(Material provided Opens)

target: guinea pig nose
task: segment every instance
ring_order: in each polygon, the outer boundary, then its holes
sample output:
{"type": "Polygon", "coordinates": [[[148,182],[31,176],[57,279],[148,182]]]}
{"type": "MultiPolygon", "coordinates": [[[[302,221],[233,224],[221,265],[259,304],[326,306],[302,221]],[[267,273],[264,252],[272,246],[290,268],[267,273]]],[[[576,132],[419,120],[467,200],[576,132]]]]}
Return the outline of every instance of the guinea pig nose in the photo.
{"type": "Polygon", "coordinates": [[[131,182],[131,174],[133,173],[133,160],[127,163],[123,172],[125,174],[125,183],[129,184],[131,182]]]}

(Material provided Closes)

Exercise goal - Retype exactly, and only, the lines from the line holding "Return the outline" through the last line of the data; both of those lines count.

Completed task -
Return the outline of every instance of the guinea pig nose in the photo.
{"type": "Polygon", "coordinates": [[[131,182],[131,174],[133,173],[133,160],[127,163],[123,172],[125,174],[125,183],[129,184],[131,182]]]}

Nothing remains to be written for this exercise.